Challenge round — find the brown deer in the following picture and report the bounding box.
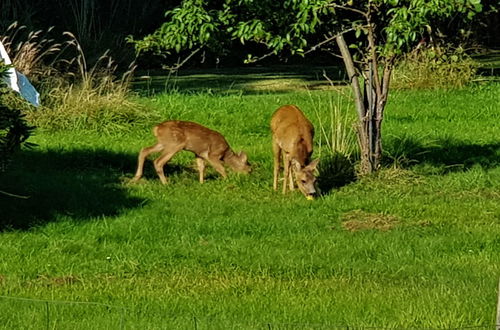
[131,120,251,184]
[271,105,319,199]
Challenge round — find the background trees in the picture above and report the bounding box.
[131,0,482,173]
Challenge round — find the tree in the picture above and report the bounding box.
[130,0,481,173]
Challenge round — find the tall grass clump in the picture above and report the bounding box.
[309,90,358,193]
[27,32,152,130]
[0,22,64,83]
[3,24,148,131]
[392,46,477,89]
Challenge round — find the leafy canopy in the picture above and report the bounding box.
[129,0,482,60]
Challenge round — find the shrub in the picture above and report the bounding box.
[2,24,154,130]
[392,46,477,89]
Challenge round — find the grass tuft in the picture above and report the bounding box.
[342,210,399,231]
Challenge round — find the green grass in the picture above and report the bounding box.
[0,76,500,329]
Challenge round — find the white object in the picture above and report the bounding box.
[0,41,40,107]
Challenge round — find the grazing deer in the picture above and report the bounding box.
[131,120,251,184]
[271,105,319,199]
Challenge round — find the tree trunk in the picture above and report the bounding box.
[336,35,393,175]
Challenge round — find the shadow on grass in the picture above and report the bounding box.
[385,136,500,174]
[317,153,356,195]
[133,66,345,94]
[0,150,148,230]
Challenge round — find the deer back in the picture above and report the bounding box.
[271,105,314,166]
[153,120,230,157]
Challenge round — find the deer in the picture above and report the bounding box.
[271,105,319,200]
[131,120,251,184]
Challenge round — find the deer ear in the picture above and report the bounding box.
[306,158,319,171]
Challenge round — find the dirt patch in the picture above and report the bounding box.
[342,210,399,231]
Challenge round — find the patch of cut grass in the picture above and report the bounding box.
[0,77,500,329]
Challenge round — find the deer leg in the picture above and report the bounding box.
[285,168,295,191]
[273,141,281,190]
[131,143,163,182]
[207,157,227,178]
[196,157,205,183]
[154,149,180,184]
[283,154,291,194]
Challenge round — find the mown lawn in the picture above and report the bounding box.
[0,75,500,329]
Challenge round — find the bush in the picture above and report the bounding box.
[1,24,154,130]
[392,46,477,89]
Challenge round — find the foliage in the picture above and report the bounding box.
[2,24,154,131]
[392,47,478,88]
[0,83,500,329]
[0,62,34,171]
[131,0,481,173]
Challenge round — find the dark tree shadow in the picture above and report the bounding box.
[133,65,346,94]
[384,136,500,174]
[0,150,150,230]
[317,153,356,195]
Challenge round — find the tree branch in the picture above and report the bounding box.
[336,35,366,123]
[327,3,368,17]
[162,46,202,71]
[304,27,356,55]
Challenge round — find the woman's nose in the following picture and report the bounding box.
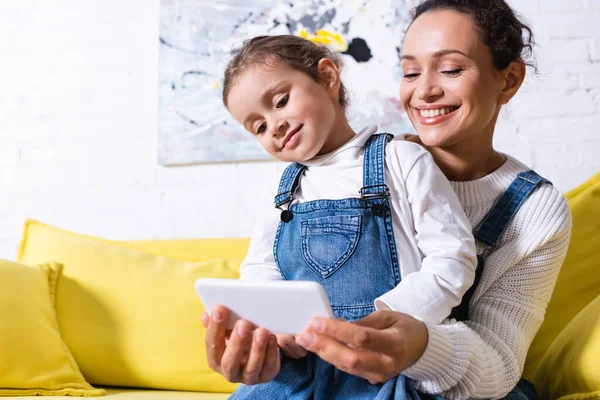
[416,75,444,101]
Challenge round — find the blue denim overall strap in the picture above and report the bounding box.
[450,171,550,321]
[450,171,551,400]
[274,163,306,208]
[360,134,394,207]
[473,171,551,247]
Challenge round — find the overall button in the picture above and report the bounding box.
[371,204,385,217]
[281,210,294,222]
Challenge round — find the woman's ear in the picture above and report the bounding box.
[500,60,527,104]
[317,58,342,100]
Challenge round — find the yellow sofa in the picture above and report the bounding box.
[0,173,600,400]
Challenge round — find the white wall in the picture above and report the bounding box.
[0,0,600,258]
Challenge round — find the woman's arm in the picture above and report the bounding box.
[297,193,571,399]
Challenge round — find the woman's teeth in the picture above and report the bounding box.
[419,107,458,118]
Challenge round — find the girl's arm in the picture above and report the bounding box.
[240,184,282,280]
[375,147,477,324]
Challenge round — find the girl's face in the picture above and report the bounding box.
[227,63,337,162]
[400,10,505,147]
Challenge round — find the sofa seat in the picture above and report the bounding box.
[14,388,230,400]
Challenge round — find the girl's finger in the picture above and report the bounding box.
[259,334,281,383]
[242,328,269,385]
[221,320,252,382]
[204,306,228,372]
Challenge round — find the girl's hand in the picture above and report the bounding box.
[202,306,280,385]
[296,311,429,384]
[275,334,308,359]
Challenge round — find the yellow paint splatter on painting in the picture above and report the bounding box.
[298,29,348,52]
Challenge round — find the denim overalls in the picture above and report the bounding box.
[230,134,541,400]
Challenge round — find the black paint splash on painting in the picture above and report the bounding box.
[342,38,373,62]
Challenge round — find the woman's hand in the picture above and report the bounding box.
[275,334,308,359]
[202,306,280,385]
[296,311,429,384]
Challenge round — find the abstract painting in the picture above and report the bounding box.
[158,0,410,165]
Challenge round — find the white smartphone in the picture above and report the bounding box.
[195,278,333,334]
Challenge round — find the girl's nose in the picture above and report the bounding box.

____

#### [GIVEN REQUEST]
Rewrite all of the material above with every "report" changed to "give", leaving everything else as it is. Omit the pictures from your answer.

#### [PROBLEM SOLUTION]
Challenge round — find the brown deer in the following picture and give the bounding box.
[131,120,251,184]
[271,105,319,199]
Challenge round — find the background trees in the picture above and give the bounding box.
[131,0,482,173]
Challenge round — find the tree in the picture above and give the bounding box.
[130,0,481,173]
Challenge round — find the tall grass clump in the picture above and give the bounding box.
[309,90,358,193]
[27,32,152,130]
[0,22,64,83]
[3,24,148,131]
[392,46,477,89]
Challenge round — find the leafy canopy in the picture above and give the bounding box.
[129,0,482,60]
Challenge round — find the shrub in the picture above and give the bounding box.
[2,24,154,130]
[392,46,477,89]
Challenge round — find the grass tuft in the picture above and give the bounding box.
[342,210,399,231]
Challenge round — find the green grass in the picture above and give the bounding box.
[0,76,500,329]
Challenge round — find the white object in the picture above and give the bounding box.
[0,41,40,107]
Challenge round — find the grazing deer in the picture above and give the bounding box.
[131,120,251,184]
[271,105,319,199]
Challenge round — find the tree trunk in the picture above and give the bounding box.
[336,35,393,175]
Challenge round — find the shadow on grass in the picture above and give the bounding box.
[385,136,500,174]
[317,153,356,195]
[133,66,345,94]
[0,150,148,230]
Challenge round — find the deer back in the picture above and give the bounding box.
[271,105,314,166]
[153,120,230,157]
Challenge round — find the deer in the picture above and give the bounding box.
[271,105,319,200]
[131,120,251,184]
Challenge round — find the deer ear in the picture above and give the bounding box.
[306,158,319,171]
Challenge round — find the dirt patch in the picture above and give the bounding box.
[342,210,399,231]
Challenge round — find the patch of cut grass in the picture above and give the bounding box.
[0,77,500,329]
Challenge round — find the deer leg in the picture above and give the bounding box.
[285,168,295,191]
[273,141,281,190]
[131,143,163,182]
[207,157,227,178]
[196,157,205,183]
[154,149,180,184]
[283,154,291,194]
Challenge round — find the mown lawn in the picture above and give the bounding box.
[0,75,500,329]
Challenge round — find the bush in the picture above and give the bounding box.
[1,24,154,130]
[392,46,477,89]
Challenge round — find the foliage in the picture above and give the bounding box.
[2,24,154,131]
[392,47,478,88]
[0,83,500,329]
[0,62,34,171]
[131,0,481,173]
Challenge round — find the dark tree shadow in the picture above and give the bounding box.
[133,65,346,94]
[384,136,500,174]
[0,150,150,230]
[317,153,356,195]
Challenge round — find the tree branch in the picture above and give the bounding box.
[336,35,366,123]
[327,3,368,17]
[162,46,202,71]
[304,27,356,55]
Challenge round — find the woman's nose in the following picture and give the bounding box.
[416,75,444,101]
Challenge round — find the blue denim overall strap in the picture above and give the bounding box.
[450,171,550,321]
[450,171,551,400]
[274,163,306,208]
[360,134,394,207]
[473,171,551,247]
Challenge round — find the overall button in the picture above and give the bounding box.
[371,204,385,217]
[281,210,294,222]
Challenge round — find the woman's ear in the picture above and give the bounding box.
[500,60,527,104]
[317,58,342,100]
Challenge round — find the yellow sofa in the picture above and give the bounding box.
[0,173,600,400]
Challenge round — find the white wall in the picture above and give the bounding box.
[0,0,600,258]
Challenge round — find the woman's arm in the picture above and give the bounding box.
[297,193,571,399]
Challenge round — find the woman's teeth in the picture above and give the bounding box.
[419,107,458,118]
Challenge round — find the girl's arm in the picture above and give the bounding box.
[240,184,282,280]
[375,147,477,324]
Challenge round — find the girl's face in the picture above and give the bounding box.
[227,63,337,162]
[400,10,505,147]
Challenge round — find the sofa seat in the picture above and give the bounding box.
[14,388,230,400]
Challenge round — find the girl's finger in the picture above and give the bounding box.
[259,334,281,383]
[242,328,269,385]
[221,320,252,382]
[204,306,228,372]
Challenge round — find the girl's hand in the picture above and give the bounding box.
[202,306,280,385]
[296,311,429,384]
[275,334,308,359]
Challenge round — find the yellow paint splatter on painting in the picture above and give the bounding box.
[298,29,348,52]
Challenge round — find the denim overalls in the picture above and give the bounding box.
[230,134,541,400]
Challenge round — find the black paint splash on painting in the picture above and give the bounding box.
[342,38,373,62]
Challenge round — find the woman's hand in the picture above and give the bounding box.
[275,334,308,359]
[202,306,280,385]
[296,311,429,384]
Challenge round — find the abstract painting in the picture above and give the bounding box.
[158,0,410,165]
Challenge round — find the white smartphone in the picture above and give the bounding box.
[195,278,333,334]
Challenge round — find the girl's nose in the picture above and give the bounding box.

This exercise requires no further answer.